> [Objective]
Copy every line of the data below verbatim, leaving nothing out and changing nothing.
## Begin Exercise inputs
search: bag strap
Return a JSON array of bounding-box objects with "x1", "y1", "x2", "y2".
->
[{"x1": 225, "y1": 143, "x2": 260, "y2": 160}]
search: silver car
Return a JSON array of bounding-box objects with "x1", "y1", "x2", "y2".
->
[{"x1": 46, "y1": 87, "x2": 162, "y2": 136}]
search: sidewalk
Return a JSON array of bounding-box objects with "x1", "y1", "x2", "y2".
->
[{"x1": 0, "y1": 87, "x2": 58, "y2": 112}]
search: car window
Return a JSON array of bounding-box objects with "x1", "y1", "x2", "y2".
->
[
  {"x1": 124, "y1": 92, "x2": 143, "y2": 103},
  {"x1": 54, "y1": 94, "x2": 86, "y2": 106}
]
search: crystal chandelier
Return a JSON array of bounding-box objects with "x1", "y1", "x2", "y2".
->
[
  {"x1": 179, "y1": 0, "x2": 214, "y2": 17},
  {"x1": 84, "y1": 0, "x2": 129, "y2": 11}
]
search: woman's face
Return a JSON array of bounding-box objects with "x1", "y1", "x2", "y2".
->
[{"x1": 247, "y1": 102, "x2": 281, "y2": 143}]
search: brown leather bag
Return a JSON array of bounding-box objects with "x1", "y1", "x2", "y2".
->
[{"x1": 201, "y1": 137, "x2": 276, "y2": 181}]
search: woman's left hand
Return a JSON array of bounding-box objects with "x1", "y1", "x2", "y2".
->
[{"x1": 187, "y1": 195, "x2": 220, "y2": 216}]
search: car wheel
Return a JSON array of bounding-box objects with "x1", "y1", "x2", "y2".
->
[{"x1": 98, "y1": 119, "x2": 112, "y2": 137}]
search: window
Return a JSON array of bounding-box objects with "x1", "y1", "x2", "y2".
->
## End Exercise inputs
> [Solution for this task]
search: bag strap
Return a JSON array of bounding-box objects with "x1", "y1", "x2", "y2".
->
[{"x1": 225, "y1": 143, "x2": 260, "y2": 160}]
search: silver car
Return a JSON array of bounding-box objects with "x1", "y1", "x2", "y2".
->
[{"x1": 46, "y1": 87, "x2": 162, "y2": 136}]
search: sidewalk
Return a JSON array of bounding-box objects with "x1", "y1", "x2", "y2".
->
[{"x1": 0, "y1": 87, "x2": 58, "y2": 112}]
search: car window
Return a JSON array of bounding-box objects with "x1", "y1", "x2", "y2".
->
[
  {"x1": 124, "y1": 92, "x2": 143, "y2": 103},
  {"x1": 54, "y1": 94, "x2": 86, "y2": 106}
]
search: crystal chandelier
Return a JSON array of bounding-box objects with "x1", "y1", "x2", "y2".
->
[
  {"x1": 179, "y1": 0, "x2": 214, "y2": 17},
  {"x1": 84, "y1": 0, "x2": 129, "y2": 11}
]
search: woman's face
Return a JSON array of bounding-box objects with "x1", "y1", "x2", "y2".
->
[{"x1": 247, "y1": 102, "x2": 281, "y2": 143}]
search: brown leather bag
Return a JSON array of bounding-box objects with "x1", "y1", "x2", "y2".
->
[{"x1": 201, "y1": 137, "x2": 276, "y2": 181}]
search: woman's left hand
Return a JSON array of bounding-box objects with "x1", "y1", "x2", "y2".
->
[{"x1": 187, "y1": 195, "x2": 220, "y2": 216}]
search: car wheel
Return a JSON array of bounding-box objects with "x1", "y1", "x2", "y2".
->
[{"x1": 98, "y1": 119, "x2": 112, "y2": 137}]
search: window
Return a JSON array of bounding-box objects with "x1", "y1", "x2", "y2".
->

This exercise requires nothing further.